> Written task:
Locate each line in the records that contains the string "light" and copy it out. Matching is case-sensitive.

> Information provided:
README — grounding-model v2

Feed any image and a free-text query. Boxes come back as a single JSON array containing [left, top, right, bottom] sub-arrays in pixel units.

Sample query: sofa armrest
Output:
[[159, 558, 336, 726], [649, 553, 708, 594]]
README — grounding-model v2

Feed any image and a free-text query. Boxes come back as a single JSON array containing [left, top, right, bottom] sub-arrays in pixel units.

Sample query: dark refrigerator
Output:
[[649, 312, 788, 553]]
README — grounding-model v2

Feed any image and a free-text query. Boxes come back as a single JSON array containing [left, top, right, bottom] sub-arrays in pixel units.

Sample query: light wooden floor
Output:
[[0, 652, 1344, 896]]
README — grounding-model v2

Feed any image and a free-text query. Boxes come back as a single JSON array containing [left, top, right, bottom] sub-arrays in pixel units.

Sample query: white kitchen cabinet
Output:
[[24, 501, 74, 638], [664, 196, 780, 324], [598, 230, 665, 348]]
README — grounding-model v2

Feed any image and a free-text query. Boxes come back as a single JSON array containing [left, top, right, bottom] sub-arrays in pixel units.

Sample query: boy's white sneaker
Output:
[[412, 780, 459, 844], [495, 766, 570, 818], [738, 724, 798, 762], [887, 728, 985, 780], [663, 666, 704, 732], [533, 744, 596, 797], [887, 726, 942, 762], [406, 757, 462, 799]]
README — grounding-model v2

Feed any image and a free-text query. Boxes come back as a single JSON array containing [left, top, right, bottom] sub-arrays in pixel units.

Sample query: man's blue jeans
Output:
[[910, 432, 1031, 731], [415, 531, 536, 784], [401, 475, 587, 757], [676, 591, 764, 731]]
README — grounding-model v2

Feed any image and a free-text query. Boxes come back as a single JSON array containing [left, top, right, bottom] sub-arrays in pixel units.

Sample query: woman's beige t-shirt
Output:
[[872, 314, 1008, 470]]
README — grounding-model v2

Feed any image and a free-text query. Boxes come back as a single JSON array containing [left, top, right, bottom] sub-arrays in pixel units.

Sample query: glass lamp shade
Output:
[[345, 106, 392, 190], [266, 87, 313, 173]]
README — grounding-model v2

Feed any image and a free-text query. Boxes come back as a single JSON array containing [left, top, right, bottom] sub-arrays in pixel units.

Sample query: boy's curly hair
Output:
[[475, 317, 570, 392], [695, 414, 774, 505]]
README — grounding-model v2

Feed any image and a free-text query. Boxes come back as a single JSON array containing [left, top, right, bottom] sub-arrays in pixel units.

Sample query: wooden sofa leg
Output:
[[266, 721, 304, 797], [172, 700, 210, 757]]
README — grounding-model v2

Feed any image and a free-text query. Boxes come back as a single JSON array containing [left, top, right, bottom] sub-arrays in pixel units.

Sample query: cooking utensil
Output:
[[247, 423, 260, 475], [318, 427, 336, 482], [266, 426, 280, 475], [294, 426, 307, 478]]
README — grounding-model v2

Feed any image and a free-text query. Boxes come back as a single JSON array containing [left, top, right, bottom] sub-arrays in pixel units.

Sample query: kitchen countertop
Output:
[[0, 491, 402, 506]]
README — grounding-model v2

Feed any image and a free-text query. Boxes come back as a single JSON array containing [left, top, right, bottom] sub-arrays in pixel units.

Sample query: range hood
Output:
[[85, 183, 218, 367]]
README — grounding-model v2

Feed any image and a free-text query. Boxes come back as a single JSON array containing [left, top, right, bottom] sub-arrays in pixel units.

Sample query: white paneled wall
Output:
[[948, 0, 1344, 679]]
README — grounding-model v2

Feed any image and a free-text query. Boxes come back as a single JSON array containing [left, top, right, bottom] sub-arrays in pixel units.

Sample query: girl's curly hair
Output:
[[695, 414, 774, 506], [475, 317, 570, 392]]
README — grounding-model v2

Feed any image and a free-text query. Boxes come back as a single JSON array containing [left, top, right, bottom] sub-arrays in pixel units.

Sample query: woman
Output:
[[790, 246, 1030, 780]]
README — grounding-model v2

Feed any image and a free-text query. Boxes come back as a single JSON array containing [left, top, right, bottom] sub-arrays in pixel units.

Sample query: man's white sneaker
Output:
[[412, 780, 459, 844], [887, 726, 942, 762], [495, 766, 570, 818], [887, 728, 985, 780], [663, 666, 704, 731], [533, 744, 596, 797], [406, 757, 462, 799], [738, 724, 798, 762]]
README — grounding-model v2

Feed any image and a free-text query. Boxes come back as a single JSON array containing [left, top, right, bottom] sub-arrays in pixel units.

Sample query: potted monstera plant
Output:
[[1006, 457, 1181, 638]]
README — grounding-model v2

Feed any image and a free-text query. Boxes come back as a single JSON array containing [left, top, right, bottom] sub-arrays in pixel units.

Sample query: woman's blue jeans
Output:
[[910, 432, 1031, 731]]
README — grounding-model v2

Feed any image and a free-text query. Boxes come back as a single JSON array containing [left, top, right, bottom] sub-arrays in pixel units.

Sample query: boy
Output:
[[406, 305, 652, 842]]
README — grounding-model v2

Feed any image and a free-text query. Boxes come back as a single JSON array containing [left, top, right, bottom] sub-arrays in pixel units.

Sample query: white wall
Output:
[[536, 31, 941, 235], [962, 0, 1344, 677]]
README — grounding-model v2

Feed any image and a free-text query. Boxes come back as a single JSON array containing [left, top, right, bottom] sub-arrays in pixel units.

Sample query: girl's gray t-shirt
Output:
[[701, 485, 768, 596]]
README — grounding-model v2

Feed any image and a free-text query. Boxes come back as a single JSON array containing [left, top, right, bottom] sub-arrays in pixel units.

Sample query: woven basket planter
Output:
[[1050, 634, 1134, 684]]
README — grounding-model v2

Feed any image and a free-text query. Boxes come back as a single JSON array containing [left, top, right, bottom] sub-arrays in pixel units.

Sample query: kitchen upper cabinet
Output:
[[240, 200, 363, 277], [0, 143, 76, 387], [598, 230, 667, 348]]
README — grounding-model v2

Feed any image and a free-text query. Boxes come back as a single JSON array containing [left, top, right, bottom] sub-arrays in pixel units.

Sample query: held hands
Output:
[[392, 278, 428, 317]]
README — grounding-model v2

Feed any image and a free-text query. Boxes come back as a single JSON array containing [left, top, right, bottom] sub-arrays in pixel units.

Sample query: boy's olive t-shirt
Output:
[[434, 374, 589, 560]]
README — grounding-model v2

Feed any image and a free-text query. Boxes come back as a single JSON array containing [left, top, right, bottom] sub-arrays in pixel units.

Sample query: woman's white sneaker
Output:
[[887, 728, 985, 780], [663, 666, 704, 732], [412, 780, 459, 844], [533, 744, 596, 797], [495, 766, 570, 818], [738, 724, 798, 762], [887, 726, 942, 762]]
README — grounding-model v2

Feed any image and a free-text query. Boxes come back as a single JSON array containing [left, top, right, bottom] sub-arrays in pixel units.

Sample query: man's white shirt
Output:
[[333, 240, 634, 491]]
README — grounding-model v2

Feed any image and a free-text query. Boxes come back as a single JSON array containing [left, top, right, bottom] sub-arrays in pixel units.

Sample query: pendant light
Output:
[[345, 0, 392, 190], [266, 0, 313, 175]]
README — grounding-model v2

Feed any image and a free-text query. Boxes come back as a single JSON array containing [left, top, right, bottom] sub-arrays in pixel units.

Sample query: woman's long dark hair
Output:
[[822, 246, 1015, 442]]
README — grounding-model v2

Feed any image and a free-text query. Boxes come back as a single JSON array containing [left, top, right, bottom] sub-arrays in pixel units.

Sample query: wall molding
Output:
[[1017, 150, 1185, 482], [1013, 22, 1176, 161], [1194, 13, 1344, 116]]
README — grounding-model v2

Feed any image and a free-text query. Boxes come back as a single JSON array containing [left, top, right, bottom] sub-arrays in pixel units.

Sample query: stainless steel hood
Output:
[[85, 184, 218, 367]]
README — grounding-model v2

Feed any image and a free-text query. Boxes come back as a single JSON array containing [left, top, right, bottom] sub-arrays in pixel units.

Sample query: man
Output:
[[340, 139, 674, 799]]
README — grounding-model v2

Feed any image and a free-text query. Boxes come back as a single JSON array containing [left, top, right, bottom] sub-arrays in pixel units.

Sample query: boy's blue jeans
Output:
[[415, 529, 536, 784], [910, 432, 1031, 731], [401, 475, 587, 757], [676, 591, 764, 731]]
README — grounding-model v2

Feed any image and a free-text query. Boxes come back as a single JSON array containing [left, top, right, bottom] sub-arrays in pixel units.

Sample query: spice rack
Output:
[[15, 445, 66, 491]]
---
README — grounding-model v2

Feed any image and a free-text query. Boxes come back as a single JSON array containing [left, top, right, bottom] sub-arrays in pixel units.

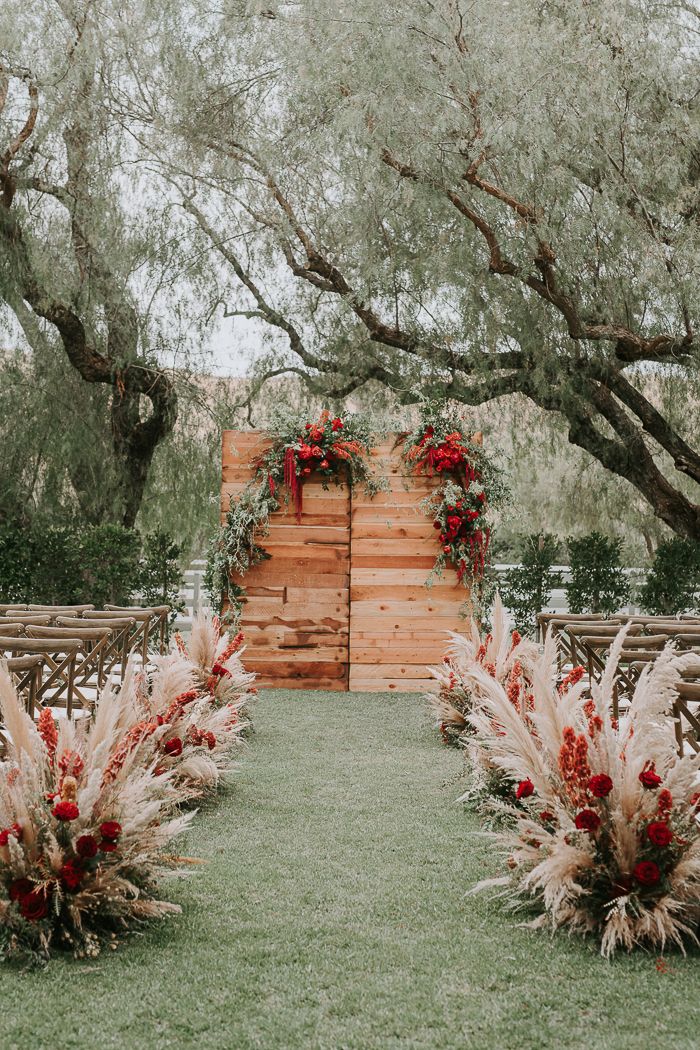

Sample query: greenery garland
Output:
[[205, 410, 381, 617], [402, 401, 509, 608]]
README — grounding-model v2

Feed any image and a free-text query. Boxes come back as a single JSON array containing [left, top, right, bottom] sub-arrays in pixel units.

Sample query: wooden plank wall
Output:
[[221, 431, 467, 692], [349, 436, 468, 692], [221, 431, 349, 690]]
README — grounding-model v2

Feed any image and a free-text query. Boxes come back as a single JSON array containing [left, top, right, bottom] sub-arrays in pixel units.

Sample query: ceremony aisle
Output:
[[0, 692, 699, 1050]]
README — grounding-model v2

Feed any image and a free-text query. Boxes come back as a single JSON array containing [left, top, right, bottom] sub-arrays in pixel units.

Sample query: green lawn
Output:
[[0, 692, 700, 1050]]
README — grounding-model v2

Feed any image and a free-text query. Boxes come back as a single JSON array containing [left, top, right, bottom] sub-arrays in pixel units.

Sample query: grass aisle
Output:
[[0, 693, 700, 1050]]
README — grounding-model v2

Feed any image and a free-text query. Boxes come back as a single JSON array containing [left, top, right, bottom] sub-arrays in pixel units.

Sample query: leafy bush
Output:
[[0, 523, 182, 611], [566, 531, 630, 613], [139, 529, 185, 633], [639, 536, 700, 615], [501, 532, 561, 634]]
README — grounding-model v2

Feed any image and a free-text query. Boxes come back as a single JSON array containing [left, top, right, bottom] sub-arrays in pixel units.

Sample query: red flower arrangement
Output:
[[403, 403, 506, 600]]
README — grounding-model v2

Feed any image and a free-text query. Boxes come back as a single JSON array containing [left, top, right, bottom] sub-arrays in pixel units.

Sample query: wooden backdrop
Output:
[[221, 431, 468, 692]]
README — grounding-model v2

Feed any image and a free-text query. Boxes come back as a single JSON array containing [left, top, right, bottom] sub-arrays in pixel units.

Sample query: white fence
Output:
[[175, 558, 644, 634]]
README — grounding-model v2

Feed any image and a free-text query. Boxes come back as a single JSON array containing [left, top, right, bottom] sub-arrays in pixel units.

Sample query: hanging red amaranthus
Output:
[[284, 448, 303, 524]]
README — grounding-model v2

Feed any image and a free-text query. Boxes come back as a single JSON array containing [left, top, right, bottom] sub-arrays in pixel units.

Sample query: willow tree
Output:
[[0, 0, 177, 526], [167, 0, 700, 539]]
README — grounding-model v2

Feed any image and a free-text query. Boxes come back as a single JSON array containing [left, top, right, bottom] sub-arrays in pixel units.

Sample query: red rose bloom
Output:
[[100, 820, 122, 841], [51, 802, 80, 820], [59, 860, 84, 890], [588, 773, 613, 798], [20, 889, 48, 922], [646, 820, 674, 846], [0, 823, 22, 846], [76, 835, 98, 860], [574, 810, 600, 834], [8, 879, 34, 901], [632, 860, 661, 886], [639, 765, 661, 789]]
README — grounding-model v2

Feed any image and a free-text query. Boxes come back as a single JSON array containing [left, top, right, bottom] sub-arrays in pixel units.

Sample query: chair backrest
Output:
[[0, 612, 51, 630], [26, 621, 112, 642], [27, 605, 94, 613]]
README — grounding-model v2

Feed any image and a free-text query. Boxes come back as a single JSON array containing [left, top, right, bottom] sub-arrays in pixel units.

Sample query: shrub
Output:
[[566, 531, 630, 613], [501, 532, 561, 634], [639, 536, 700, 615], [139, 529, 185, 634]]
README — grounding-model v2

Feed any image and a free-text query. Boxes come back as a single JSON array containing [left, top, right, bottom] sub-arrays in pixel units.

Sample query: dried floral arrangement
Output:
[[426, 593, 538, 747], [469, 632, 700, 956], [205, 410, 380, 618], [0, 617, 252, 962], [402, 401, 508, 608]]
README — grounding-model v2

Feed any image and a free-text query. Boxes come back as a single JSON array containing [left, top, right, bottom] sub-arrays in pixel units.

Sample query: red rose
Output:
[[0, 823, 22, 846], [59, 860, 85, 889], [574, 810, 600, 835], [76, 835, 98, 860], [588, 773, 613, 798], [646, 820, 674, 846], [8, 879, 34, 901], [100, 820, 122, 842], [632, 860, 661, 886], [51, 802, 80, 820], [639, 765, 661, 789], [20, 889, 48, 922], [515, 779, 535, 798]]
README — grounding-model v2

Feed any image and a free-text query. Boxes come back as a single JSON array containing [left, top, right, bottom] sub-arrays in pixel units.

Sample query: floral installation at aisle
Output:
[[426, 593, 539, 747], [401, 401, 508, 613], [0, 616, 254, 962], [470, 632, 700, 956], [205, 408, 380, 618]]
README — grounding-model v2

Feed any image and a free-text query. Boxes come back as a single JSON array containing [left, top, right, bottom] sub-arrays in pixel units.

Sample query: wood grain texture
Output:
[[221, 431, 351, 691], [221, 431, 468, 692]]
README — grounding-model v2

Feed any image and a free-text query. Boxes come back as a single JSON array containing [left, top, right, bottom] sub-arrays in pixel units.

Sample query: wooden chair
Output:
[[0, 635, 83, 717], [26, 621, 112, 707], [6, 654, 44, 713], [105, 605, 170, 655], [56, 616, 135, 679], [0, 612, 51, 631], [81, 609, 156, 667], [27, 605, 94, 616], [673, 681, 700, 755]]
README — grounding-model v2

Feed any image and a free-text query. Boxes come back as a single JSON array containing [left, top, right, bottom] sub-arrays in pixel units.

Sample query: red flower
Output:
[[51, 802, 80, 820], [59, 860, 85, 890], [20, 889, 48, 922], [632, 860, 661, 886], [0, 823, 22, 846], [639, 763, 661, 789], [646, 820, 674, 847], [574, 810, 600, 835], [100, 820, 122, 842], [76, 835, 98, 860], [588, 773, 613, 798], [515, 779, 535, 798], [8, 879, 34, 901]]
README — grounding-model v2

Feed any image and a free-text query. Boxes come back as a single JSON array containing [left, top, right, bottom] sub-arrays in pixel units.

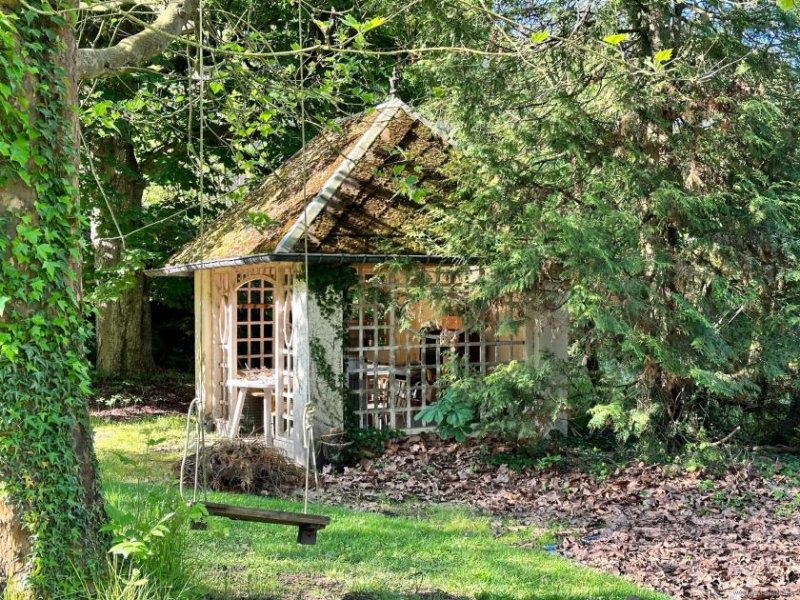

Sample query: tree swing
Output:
==
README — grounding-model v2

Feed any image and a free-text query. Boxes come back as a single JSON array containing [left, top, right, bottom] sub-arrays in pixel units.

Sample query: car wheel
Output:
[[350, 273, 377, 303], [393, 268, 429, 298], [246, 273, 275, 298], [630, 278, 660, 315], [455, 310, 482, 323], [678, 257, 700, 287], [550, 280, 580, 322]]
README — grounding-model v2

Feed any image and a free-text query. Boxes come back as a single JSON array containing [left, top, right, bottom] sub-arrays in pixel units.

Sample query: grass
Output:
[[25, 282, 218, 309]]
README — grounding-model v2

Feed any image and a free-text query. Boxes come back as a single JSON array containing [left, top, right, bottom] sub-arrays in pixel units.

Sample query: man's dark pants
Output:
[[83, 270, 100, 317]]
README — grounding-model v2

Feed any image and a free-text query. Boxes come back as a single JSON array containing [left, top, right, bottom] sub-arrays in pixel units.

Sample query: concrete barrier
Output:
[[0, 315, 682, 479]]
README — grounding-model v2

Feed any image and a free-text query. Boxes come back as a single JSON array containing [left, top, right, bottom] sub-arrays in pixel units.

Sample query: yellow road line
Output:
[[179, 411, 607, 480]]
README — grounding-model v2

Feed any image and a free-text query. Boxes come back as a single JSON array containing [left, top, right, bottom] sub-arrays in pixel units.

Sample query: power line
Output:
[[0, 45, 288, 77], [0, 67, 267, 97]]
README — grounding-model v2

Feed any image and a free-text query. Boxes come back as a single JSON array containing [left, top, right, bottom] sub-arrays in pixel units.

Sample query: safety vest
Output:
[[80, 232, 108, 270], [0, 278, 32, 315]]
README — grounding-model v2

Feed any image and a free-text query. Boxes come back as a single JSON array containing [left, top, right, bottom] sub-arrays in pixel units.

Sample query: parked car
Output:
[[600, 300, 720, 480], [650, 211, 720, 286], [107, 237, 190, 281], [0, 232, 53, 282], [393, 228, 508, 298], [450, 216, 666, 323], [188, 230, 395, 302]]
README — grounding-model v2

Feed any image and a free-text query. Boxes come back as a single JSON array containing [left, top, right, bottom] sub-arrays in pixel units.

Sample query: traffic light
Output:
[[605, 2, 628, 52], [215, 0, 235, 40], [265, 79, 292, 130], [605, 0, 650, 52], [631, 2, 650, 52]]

> The reply:
Sample query: light wooden floor
Sample query: pendant light
Sample query: traffic light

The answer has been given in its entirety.